WHAT IS REQUIRED –
Answer these questions from the Miami Heat passage.
1. How many assists per game is LeBron James averaging this year?
2. Which team did Chris Bosh play for before joining the Heat?
3. What is Mike Miller's career shooting percentage from the field?

EXCERPTED TEXT –
#####

It might be time we change the title of this trio from the “Big Three” to “Two and a Half Men” (heard their looking for a new guy on that show anyway). LeBron James is showing everybody that he is arguable the best talent the NBA has to offer its fanbase night in and night out. This year, King James is averaging 26.1 points, 7.5 rebounds and 7.1 assists while leading the Heat offense. Yes, he is averaging roughly three points less per game this year then last, but he simply doesn’t have to do all the scoring now when compared to the 2009-10 Cleveland Cavaliers.

That’s because the second man in this scenario is Dwayne Wade, former NBA Finals MVP. Wade is averaging 25.5 points, 6.7 rebounds and 4.4 assists. Again, his points-per-game are low in comparison to previous totals, but he doesn’t have to carry the load offensively for this team anymore, thanks to LeBron.

However, the Miami Heat gave out three huge contracts last off-season, not just two. That third contract went to former Toronto Raptors All-Star forward, Chris Bosh. Bosh does lead the Heat in rebounds per game with 8.2, but, aside from his rookie season when his playing time was limited, that’s a career low. He’s also averaging less than 22 points per game for the first time in five seasons, and shooting under 50% from the field for an inside player. His 18.2 points are nice, but I wouldn’t say their what the Miami Heat thought they were paying for.

Bosh creates another problem that is holding this Miami Heat team back: size in the middle. Since the “Two and a Half Men” are all commanding large salaries, the team had to clear out much of what they had last season on their bench and replace them with over-the-hill veterans or unproven young players. Thinking Bosh would provide all the support they would need in the middle, the team signed wingman Mike Miller to a hefty five-year contract to compliment the slashing styles of James and Wade. This year, Miller has been hard to find, battling injuries the majority of the season. When he has been healthy, he’s been averaging a career-worst 5.9 points and a career-low 40.5% from the field (he’s a career 46.3% shooter).

#####

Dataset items
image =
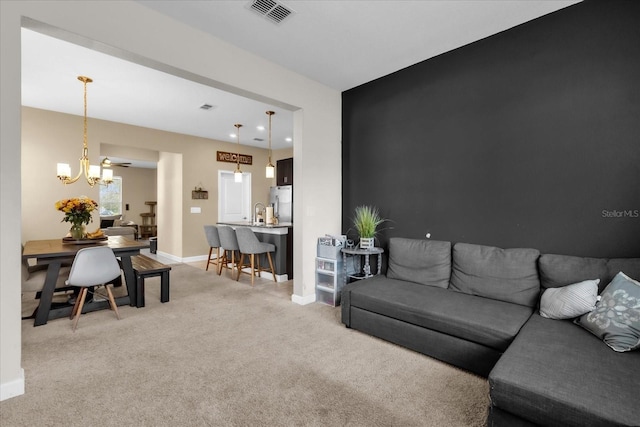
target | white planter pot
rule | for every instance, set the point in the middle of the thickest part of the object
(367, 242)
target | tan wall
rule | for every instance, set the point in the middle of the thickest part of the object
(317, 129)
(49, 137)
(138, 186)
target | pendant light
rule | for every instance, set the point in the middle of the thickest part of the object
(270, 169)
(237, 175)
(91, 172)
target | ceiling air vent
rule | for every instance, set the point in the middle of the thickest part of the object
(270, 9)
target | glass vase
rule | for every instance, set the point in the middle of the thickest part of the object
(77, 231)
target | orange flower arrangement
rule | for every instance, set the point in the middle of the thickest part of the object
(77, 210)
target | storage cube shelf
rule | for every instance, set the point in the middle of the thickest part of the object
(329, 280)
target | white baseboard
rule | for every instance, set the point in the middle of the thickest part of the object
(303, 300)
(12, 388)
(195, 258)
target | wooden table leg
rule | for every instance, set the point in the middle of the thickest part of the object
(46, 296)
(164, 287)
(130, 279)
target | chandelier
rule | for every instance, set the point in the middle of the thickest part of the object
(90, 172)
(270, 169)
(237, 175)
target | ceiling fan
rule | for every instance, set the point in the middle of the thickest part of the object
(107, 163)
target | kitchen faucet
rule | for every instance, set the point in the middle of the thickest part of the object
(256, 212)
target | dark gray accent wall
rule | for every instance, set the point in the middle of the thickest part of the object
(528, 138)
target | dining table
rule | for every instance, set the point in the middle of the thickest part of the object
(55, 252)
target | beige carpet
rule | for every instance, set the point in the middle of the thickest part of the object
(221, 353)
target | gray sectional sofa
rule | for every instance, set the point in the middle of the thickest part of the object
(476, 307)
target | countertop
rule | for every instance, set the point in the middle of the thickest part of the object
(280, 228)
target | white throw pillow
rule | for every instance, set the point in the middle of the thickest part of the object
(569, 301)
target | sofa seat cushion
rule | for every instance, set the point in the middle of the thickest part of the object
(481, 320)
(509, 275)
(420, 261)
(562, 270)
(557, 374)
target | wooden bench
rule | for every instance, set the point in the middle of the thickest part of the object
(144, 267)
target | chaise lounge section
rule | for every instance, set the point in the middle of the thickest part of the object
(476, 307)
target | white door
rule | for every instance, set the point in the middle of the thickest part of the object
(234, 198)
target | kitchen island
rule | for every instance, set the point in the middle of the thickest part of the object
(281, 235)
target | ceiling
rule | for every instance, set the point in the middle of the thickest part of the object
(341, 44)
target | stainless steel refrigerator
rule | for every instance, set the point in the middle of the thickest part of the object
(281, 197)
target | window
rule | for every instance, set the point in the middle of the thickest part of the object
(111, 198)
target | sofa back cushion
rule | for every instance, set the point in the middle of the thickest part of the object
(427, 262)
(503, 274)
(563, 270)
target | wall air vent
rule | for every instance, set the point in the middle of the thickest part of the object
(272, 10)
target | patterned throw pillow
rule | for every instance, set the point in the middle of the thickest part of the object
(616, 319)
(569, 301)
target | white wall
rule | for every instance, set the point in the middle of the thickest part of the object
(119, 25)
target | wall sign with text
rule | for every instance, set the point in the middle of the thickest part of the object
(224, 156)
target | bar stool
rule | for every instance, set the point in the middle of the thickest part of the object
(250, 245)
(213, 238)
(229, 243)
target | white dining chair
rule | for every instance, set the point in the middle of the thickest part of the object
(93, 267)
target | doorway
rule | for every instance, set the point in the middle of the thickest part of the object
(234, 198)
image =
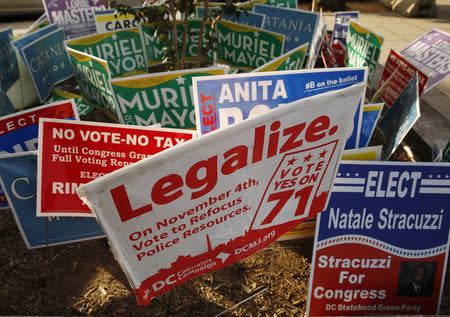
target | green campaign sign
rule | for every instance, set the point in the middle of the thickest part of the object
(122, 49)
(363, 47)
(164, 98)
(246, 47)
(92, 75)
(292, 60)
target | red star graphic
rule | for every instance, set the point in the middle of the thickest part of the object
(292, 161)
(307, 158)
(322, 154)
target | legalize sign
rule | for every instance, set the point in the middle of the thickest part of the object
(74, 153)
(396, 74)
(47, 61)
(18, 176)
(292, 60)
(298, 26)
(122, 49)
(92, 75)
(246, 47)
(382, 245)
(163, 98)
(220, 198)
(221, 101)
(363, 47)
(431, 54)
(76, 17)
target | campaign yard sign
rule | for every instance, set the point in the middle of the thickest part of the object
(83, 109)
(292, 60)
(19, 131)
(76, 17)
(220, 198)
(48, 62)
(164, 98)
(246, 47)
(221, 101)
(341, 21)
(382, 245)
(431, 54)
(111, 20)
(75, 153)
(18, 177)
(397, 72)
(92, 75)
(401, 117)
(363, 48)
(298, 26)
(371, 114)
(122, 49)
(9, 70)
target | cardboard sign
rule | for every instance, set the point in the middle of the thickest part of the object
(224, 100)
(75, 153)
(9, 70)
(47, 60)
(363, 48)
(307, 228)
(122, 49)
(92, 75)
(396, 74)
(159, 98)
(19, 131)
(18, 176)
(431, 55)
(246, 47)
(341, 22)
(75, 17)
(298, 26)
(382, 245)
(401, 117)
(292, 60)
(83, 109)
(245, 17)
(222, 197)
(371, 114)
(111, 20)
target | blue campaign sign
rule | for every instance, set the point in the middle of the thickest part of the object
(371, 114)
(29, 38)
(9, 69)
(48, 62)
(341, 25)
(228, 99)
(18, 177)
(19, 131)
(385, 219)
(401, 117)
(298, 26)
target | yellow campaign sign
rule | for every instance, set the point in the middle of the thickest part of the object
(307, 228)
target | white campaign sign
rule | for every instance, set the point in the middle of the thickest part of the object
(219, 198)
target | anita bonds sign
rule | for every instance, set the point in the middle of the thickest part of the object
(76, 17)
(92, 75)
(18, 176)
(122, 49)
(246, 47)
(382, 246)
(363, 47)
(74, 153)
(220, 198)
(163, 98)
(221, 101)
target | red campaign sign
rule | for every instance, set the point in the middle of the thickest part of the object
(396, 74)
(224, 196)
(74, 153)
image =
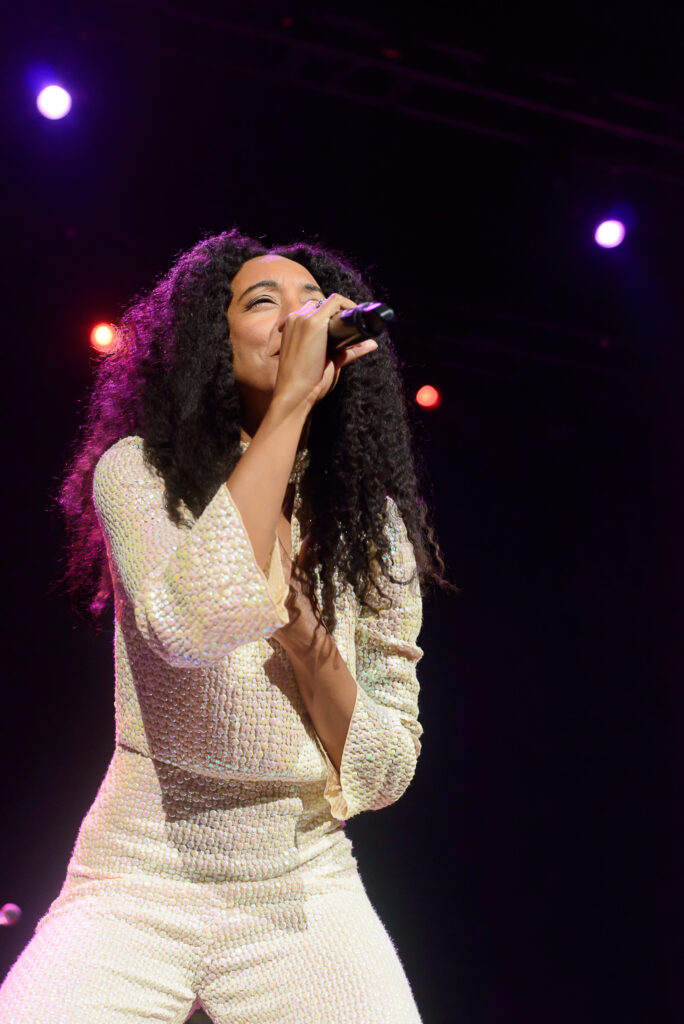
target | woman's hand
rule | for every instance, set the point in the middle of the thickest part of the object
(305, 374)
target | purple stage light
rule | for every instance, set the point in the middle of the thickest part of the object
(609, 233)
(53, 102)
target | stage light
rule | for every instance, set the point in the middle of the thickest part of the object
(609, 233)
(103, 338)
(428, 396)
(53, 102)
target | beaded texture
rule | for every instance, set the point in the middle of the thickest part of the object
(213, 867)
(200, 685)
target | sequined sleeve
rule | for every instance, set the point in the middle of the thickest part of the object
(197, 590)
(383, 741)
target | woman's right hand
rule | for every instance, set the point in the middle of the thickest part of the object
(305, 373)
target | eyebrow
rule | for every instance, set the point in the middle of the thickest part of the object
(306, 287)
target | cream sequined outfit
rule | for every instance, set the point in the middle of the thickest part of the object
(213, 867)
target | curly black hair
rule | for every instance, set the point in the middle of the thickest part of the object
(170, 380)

#####

ANSWER TO THIS PROBLEM –
1. 7.1
2. The Toronto Raptors
3. 46.3%